═════ PROVIDED RECORDS ═════
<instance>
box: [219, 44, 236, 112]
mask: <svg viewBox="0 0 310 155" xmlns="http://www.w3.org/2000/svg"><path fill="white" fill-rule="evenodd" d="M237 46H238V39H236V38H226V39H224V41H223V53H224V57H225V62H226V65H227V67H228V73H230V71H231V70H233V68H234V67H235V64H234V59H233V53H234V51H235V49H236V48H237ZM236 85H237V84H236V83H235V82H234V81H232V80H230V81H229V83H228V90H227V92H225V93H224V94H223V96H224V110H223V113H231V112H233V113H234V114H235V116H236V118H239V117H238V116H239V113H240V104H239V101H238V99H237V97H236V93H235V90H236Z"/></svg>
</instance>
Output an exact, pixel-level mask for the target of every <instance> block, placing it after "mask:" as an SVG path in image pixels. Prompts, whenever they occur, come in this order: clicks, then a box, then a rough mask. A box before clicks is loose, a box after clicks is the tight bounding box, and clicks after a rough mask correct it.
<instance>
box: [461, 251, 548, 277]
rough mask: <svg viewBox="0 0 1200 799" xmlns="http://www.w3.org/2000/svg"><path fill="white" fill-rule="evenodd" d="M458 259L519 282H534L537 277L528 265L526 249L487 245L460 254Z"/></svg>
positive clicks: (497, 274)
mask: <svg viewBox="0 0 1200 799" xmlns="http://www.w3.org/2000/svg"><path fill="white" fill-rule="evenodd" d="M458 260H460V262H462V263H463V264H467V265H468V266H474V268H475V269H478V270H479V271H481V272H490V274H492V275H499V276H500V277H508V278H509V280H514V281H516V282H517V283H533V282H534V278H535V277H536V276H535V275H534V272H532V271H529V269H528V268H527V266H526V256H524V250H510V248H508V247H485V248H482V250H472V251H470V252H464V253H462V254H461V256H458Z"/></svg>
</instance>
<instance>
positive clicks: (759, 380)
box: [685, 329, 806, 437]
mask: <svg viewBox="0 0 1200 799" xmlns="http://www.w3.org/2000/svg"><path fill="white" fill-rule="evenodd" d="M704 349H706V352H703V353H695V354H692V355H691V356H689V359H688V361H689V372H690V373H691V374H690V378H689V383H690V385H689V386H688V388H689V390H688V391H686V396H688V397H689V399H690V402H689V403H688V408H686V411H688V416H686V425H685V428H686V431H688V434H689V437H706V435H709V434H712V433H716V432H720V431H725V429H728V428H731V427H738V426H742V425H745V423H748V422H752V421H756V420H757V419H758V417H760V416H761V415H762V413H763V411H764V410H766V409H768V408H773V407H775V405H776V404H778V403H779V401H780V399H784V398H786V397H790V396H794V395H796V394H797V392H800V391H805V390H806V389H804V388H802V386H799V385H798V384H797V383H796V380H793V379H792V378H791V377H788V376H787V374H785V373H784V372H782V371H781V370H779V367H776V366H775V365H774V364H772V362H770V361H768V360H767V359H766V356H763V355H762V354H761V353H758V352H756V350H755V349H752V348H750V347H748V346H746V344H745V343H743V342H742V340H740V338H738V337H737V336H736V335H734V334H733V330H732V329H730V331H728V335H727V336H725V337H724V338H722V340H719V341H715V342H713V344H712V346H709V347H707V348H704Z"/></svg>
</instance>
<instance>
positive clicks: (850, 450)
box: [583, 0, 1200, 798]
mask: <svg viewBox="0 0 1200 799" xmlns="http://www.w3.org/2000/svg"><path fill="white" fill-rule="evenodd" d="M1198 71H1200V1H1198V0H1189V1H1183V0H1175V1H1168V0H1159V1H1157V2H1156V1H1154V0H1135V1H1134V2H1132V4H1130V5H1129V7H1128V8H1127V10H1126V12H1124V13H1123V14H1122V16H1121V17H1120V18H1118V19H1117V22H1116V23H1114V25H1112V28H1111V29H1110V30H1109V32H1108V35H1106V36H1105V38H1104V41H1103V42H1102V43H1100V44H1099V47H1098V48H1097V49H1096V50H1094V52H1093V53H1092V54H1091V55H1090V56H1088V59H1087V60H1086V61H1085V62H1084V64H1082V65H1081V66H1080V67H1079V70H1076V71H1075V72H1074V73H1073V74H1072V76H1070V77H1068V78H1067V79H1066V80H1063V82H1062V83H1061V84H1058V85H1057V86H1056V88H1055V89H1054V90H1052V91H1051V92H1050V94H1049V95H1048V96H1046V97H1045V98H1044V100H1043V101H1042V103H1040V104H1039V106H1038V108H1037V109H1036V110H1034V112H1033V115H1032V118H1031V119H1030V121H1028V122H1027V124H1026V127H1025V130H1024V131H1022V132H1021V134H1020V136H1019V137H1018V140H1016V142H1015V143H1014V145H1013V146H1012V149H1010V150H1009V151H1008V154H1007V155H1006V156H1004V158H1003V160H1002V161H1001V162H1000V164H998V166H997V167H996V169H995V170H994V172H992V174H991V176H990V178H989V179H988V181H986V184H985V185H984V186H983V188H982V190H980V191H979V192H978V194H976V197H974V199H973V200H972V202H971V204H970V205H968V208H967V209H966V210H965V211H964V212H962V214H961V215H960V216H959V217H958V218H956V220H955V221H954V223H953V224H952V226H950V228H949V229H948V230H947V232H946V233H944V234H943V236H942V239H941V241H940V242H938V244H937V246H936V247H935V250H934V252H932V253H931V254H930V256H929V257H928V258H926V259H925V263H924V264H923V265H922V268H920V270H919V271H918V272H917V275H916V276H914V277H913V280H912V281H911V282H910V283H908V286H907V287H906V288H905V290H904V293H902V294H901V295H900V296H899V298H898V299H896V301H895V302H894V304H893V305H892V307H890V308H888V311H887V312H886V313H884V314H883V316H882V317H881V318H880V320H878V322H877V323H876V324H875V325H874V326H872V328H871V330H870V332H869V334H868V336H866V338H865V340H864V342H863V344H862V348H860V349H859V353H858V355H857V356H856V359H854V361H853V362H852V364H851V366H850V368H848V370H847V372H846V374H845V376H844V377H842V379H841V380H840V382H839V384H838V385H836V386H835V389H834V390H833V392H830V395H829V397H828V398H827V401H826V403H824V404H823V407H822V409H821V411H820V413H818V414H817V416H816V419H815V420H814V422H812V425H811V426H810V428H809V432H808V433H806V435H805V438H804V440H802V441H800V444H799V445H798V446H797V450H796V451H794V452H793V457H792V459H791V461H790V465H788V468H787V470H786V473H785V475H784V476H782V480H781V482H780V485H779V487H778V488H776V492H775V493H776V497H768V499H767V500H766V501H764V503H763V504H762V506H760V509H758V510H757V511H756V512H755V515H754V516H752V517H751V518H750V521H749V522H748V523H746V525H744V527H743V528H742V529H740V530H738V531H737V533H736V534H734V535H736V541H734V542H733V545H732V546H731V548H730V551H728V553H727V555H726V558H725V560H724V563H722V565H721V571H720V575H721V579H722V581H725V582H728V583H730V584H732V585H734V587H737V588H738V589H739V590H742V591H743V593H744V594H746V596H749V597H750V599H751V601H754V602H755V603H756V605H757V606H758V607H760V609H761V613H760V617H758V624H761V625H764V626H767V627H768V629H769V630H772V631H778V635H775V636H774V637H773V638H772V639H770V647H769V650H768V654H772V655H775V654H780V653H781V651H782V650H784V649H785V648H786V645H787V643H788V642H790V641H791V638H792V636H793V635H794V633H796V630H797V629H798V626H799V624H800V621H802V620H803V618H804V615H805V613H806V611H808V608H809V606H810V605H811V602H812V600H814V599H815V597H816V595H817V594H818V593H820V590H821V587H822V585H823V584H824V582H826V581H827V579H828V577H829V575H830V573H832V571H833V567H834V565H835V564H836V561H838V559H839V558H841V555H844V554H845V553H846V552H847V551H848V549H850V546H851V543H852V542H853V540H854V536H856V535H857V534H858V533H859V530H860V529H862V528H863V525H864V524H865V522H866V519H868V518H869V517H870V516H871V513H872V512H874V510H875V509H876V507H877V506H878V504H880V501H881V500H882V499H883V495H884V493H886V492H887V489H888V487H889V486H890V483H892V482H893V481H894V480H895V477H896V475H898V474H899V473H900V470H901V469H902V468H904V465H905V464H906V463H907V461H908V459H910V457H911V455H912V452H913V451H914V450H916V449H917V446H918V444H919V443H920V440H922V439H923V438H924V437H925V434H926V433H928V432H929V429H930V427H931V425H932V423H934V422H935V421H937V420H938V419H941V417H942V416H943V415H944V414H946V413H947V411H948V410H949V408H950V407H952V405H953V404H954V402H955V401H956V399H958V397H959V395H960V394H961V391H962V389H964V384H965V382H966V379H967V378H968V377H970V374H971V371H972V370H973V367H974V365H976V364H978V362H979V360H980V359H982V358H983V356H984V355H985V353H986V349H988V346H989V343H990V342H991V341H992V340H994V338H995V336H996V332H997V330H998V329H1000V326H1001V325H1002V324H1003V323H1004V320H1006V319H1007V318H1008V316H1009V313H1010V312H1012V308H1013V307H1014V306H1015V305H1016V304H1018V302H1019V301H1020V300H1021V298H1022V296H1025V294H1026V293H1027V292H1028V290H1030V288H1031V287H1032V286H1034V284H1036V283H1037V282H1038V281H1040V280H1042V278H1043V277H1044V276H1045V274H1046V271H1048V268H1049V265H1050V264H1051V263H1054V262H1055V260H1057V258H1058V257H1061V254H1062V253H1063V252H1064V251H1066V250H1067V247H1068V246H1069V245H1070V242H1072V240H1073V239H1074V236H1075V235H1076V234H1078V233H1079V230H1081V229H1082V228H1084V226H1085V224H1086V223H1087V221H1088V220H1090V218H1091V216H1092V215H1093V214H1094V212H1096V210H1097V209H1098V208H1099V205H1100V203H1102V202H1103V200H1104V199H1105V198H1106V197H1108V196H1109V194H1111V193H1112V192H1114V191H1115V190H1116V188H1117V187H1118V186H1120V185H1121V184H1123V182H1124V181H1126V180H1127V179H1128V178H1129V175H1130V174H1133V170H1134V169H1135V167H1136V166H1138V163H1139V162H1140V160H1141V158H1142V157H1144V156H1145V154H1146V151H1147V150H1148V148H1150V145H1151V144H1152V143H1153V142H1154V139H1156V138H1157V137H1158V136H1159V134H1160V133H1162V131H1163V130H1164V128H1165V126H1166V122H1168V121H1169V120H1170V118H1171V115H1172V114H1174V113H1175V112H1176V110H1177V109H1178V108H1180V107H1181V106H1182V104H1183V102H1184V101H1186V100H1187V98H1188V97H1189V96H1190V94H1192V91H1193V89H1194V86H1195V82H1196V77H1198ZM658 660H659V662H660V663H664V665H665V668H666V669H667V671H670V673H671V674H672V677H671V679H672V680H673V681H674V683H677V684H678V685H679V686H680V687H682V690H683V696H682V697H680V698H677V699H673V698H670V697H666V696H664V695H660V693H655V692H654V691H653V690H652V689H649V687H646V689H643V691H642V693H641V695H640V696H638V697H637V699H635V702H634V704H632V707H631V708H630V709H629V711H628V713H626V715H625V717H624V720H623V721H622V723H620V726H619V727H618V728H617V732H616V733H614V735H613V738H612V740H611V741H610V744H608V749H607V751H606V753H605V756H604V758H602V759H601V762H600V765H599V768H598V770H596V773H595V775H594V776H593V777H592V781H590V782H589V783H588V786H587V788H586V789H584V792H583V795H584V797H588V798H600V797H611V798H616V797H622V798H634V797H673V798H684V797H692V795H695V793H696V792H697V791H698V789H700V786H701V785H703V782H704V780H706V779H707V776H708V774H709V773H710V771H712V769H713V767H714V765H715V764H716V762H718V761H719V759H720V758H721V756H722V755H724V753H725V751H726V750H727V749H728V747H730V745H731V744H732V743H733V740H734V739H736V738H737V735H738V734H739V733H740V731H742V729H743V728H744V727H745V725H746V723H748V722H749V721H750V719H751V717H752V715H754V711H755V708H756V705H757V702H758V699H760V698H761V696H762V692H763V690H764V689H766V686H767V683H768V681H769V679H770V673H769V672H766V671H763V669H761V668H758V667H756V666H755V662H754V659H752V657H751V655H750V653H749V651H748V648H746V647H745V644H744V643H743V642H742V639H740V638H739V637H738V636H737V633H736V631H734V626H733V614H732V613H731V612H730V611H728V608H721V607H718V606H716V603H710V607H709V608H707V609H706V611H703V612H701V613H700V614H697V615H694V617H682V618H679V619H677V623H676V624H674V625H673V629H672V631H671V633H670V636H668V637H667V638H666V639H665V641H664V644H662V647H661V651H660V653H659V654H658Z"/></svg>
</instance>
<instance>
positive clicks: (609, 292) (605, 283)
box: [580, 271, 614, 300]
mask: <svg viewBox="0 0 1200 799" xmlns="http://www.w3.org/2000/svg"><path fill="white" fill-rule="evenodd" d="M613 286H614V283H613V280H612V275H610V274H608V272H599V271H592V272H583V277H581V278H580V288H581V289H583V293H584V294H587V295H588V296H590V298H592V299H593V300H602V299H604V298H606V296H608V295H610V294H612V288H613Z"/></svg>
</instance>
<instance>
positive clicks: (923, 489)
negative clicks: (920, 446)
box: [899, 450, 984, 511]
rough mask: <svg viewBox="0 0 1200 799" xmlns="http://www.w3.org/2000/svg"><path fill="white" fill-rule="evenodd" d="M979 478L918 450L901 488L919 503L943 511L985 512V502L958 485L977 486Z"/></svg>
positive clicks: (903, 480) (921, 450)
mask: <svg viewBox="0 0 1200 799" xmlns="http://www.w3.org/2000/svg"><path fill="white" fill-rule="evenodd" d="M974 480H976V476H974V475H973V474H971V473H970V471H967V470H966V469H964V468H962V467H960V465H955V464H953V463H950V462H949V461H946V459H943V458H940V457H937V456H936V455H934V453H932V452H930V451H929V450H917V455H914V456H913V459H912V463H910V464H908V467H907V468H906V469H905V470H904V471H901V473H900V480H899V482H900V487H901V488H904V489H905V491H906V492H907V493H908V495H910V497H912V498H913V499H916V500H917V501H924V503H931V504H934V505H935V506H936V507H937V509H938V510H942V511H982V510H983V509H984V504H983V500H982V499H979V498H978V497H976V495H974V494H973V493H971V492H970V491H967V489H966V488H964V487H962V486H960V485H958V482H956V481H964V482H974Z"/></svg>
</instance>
═════
═════ PROVIDED RECORDS ═════
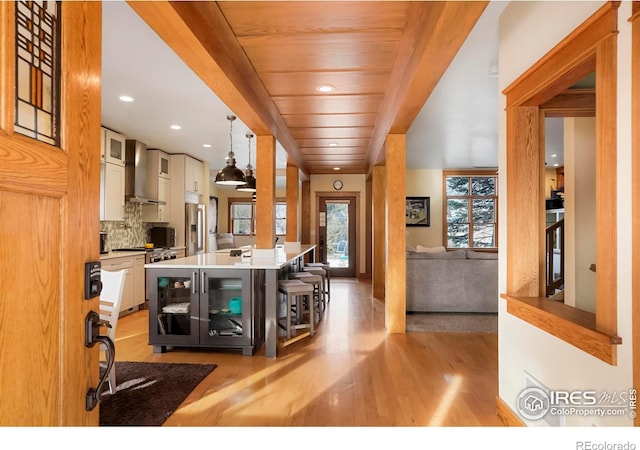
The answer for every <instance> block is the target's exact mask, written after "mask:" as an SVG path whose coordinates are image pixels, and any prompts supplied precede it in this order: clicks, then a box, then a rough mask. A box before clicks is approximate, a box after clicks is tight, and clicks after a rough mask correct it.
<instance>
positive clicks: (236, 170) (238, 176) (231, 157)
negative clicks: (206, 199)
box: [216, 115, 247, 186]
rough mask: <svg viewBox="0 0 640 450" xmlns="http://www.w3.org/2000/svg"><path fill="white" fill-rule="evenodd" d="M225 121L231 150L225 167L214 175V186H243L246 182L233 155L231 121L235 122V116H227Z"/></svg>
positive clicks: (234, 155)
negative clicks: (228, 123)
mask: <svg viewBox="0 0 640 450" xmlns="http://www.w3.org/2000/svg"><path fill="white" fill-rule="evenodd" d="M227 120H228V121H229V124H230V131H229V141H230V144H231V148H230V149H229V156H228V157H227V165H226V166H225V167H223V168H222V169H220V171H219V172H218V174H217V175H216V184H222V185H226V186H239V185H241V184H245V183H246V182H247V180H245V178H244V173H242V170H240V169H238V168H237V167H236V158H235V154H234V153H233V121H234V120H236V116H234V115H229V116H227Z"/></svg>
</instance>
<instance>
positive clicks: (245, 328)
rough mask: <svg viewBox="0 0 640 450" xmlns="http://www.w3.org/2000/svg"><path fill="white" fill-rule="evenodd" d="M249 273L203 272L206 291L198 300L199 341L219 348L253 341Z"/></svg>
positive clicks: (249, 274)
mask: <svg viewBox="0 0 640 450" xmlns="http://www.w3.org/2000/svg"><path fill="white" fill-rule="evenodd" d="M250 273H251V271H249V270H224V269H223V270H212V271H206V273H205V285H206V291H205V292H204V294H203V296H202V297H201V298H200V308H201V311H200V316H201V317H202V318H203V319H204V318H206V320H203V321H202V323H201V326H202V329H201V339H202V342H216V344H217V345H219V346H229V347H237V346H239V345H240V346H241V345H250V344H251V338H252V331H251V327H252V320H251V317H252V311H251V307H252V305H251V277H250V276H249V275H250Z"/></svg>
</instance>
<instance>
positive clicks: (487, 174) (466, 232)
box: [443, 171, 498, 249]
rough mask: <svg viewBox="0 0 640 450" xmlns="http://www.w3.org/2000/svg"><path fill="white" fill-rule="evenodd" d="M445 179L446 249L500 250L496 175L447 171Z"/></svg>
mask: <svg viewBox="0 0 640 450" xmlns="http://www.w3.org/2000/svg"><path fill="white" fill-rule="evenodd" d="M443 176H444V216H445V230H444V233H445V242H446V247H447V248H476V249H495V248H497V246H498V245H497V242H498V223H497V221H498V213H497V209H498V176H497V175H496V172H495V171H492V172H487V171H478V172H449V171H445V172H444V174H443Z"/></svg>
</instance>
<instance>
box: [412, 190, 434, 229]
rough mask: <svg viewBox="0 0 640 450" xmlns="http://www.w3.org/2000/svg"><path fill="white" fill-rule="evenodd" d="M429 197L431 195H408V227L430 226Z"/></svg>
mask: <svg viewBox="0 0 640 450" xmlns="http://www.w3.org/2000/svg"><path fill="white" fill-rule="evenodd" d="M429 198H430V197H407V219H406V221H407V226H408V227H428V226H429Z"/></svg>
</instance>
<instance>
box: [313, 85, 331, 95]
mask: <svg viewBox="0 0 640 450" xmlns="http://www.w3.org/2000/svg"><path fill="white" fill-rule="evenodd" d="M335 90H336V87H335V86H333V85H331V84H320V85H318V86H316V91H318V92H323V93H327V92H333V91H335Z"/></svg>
═════
- _AIM OF THE EXERCISE_:
In the records, give the stretch from the line that contains "121L231 150L225 167L214" through the line that contains "positive clicks: (234, 155)", both included, as a JSON list of strings with one string for each line and blank lines left out.

- _RESPONSE_:
[
  "rough mask: <svg viewBox=\"0 0 640 450\" xmlns=\"http://www.w3.org/2000/svg\"><path fill=\"white\" fill-rule=\"evenodd\" d=\"M225 121L231 150L225 167L214 175V186H243L246 182L233 155L231 121L235 122V116H227Z\"/></svg>",
  "positive clicks: (234, 155)"
]